-- Opening Marker --
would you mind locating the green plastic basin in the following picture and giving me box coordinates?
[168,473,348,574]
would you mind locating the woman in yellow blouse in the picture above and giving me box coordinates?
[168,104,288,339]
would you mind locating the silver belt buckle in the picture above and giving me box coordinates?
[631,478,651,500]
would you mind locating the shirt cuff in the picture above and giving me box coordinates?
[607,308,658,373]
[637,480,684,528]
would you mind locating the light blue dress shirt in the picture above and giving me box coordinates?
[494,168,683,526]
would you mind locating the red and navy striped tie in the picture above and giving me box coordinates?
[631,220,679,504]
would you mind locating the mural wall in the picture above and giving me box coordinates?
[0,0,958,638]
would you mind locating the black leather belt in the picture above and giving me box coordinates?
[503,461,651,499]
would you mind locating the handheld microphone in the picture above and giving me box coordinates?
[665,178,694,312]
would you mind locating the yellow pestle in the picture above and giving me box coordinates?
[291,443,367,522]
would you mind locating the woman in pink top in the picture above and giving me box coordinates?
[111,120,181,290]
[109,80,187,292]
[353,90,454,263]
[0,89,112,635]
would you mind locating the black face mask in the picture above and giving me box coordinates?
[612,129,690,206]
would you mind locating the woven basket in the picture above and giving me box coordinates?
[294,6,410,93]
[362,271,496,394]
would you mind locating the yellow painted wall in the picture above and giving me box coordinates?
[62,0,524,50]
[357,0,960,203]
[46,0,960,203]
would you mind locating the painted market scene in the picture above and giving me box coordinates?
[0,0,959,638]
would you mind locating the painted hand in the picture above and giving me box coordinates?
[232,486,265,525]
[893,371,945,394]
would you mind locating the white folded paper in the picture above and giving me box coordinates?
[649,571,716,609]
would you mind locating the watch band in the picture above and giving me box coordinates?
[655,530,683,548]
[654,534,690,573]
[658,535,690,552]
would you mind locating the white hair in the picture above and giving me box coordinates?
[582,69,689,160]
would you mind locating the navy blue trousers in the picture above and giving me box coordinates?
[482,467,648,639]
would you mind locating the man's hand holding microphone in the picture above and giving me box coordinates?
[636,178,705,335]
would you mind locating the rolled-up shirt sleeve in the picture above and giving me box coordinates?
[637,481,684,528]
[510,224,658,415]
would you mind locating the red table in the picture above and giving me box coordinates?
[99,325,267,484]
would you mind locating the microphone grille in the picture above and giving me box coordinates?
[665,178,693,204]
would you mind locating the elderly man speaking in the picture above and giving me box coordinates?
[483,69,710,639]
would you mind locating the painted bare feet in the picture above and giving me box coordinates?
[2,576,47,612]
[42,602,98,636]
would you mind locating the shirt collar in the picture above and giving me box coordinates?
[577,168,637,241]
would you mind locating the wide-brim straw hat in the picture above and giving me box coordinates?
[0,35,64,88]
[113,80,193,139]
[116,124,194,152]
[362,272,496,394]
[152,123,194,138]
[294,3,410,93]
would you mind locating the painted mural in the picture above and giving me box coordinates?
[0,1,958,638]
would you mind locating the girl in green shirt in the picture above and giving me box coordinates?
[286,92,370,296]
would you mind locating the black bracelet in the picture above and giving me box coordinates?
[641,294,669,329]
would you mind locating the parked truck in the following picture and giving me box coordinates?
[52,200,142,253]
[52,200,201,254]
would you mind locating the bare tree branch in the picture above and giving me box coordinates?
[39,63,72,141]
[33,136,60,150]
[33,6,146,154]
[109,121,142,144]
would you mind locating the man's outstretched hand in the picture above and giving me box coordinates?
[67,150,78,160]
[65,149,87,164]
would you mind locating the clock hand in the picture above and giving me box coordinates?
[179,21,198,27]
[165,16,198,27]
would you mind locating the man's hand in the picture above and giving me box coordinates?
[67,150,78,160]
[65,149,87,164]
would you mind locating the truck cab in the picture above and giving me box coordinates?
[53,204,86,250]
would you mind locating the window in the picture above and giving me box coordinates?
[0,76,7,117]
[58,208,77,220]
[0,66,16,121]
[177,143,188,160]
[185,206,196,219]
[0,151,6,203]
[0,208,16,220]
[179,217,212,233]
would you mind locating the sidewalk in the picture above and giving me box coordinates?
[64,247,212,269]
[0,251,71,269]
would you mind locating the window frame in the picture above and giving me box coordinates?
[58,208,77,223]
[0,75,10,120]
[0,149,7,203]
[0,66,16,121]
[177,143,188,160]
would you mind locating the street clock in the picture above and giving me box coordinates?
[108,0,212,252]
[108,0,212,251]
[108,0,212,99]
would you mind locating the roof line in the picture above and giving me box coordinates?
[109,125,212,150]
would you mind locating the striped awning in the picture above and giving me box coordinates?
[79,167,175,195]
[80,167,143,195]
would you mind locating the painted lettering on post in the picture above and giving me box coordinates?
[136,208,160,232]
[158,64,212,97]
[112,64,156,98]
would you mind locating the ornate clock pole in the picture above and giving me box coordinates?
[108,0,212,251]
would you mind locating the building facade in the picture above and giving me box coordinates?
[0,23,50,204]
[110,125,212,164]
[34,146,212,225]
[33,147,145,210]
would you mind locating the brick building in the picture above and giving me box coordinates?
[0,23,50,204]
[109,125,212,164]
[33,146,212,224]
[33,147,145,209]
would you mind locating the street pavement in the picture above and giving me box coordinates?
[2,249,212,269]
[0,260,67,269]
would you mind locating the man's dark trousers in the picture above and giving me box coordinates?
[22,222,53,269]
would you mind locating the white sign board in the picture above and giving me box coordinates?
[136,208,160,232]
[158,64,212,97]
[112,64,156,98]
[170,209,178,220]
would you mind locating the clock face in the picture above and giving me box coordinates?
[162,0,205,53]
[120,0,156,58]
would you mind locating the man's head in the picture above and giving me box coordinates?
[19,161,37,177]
-- Closing Marker --
● PROBLEM TO SOLVE:
Keep every word as given and return the full listing.

● SOLVED PROBLEM:
would you mind locating the green plastic basin in the following picture and giving me box coordinates?
[168,473,348,574]
would you mind locating the woman in yellow blouse in the picture above and giving me box coordinates?
[168,104,288,339]
would you mind locating the silver belt buckle in the picture above and giving me box coordinates?
[631,478,651,500]
would you mind locating the shirt cuff in the picture above and giving me box coordinates?
[607,308,658,373]
[637,480,684,528]
would you mind locating the light blue dress shirt in the picture above and giving me box coordinates?
[494,168,683,526]
would you mind locating the red and navy striped tie in the picture above and giving me box coordinates?
[631,220,679,504]
would you mind locating the mural wall in the picture above and giving me box coordinates?
[0,0,958,638]
would you mind locating the black leather belt in the picture above and giving me box coordinates?
[503,461,651,499]
would you mind locating the handheld microphone in the picture above and giving me box coordinates?
[665,178,694,312]
would you mind locating the yellow pestle in the picture above and giving me box coordinates?
[291,443,367,522]
would you mind locating the woman in pink top in the picture above and giving me box coordinates?
[111,120,181,290]
[109,80,187,292]
[353,90,454,263]
[0,89,112,635]
would you mind locating the black face mask in the picture above and giving me box coordinates?
[612,129,690,206]
would you mind locating the woven basket in the picture above and giving me box coordinates?
[294,6,410,93]
[362,271,496,394]
would you mind locating the yellow painted wall in the picture above and giving me box coordinates?
[62,0,524,50]
[357,0,960,203]
[46,0,960,203]
would you mind locating the painted market scene in the picture above and giving me box coordinates?
[0,0,959,638]
would you mind locating the painted hand in the picture above and giving me box coordinates?
[232,486,265,525]
[893,371,945,394]
would you mind locating the white folded paper in the picture above and giving me box coordinates?
[649,571,716,609]
would you mind locating the watch band in the picture above and giving me box coordinates?
[655,530,683,548]
[654,534,690,573]
[658,535,690,552]
would you mind locating the white hair in the picture above and giving me box coordinates?
[582,69,689,160]
would you mind locating the navy blue trousers in the picture above and giving me box coordinates?
[482,467,648,639]
would you mind locating the man's hand holding microphone in the picture above and giving me box coordinates?
[636,178,705,335]
would you mind locating the rolled-up shirt sleeve in the picture above and giving me box coordinates?
[637,481,684,528]
[510,224,658,415]
would you mind locating the red table in the picture above and giving me box coordinates?
[99,325,267,484]
would you mind locating the microphone grille in the picture above and giving me box coordinates?
[665,178,693,204]
would you mind locating the elderly man speaking in the picture above and giving me box coordinates?
[483,69,710,639]
would you mind locating the painted bare feet in the picture above and giving me box coordinates?
[2,576,47,612]
[42,602,98,636]
would you mind locating the shirt collar in the picture above and giving me box coordinates?
[577,168,637,241]
would you mind locating the wide-brim straw hat in the picture above and giving me box coordinates?
[0,35,64,88]
[113,80,193,139]
[116,124,194,152]
[362,272,496,394]
[152,123,194,138]
[294,3,410,93]
would you mind locating the painted mural in the picture above and giving me box coordinates?
[0,1,958,638]
would you mind locating the girl in green shirt in the picture above and giving me box coordinates?
[286,92,370,296]
would you mind locating the black bracelet in the picture above and giving me box coordinates?
[641,294,669,329]
would you mind locating the parked truck in the following picture and giving me box coordinates?
[52,200,142,253]
[52,200,201,254]
would you mind locating the bare tree branch in the picture above and giving me box coordinates?
[39,63,72,141]
[33,136,60,150]
[33,6,146,154]
[109,121,142,144]
would you mind locating the man's outstretched hand in the picture above and giving me box coordinates?
[67,150,78,160]
[65,149,87,164]
would you mind locating the clock hand in the picture above and giving me box coordinates?
[179,21,198,27]
[165,16,198,27]
would you mind locating the man's hand in the picture above and giving me box coordinates?
[67,150,78,160]
[65,149,87,164]
would you mind locating the truck cab in the picture above and giving me box coordinates?
[53,204,86,250]
would you mind locating the window in the picture above and giving me box coordinates?
[0,76,7,117]
[58,208,77,220]
[0,66,16,121]
[177,143,188,160]
[185,206,196,219]
[0,151,6,203]
[0,208,16,220]
[179,217,212,233]
would you mind locating the sidewalk in the picture above and giving me box coordinates?
[64,247,212,269]
[0,251,71,269]
would you mind locating the window frame in the picture above and giving me box coordinates?
[58,208,77,223]
[0,75,10,120]
[0,149,7,203]
[0,66,16,121]
[177,143,188,160]
would you mind locating the street clock in the picture above and giving me box coordinates?
[108,0,212,252]
[108,0,212,251]
[108,0,212,99]
would you mind locating the roof line in the picture above and giving me box coordinates?
[109,125,212,150]
would you mind locating the striped awning in the picture above and giving me box coordinates?
[79,167,175,195]
[80,167,143,195]
would you mind locating the painted lettering on post in the picture above and giving me box coordinates?
[136,208,160,232]
[158,64,212,97]
[112,64,156,98]
would you mind locating the ornate clock pole in the picture above and giving me box coordinates?
[108,0,212,251]
would you mind locating the building facade in the picture above and giving me box coordinates?
[0,23,50,204]
[110,125,212,164]
[34,146,212,225]
[33,147,145,210]
would you mind locating the brick building in the picture above and giving me box coordinates?
[0,23,50,204]
[109,125,212,164]
[33,146,212,224]
[33,147,145,209]
would you mind locating the street pavement in the picture above and giving me box coordinates?
[2,249,212,269]
[0,260,67,269]
would you mind locating the man's dark trousers in the picture above and giving me box coordinates?
[22,222,53,269]
would you mind locating the white sign board in the picture above and giving me box coordinates?
[136,208,160,232]
[158,64,212,97]
[112,64,156,98]
[170,209,178,220]
would you mind locating the clock face in the picture above and giving me box coordinates?
[162,0,205,53]
[120,0,156,58]
would you mind locating the man's head in the picture above and giving me box coordinates?
[19,161,37,177]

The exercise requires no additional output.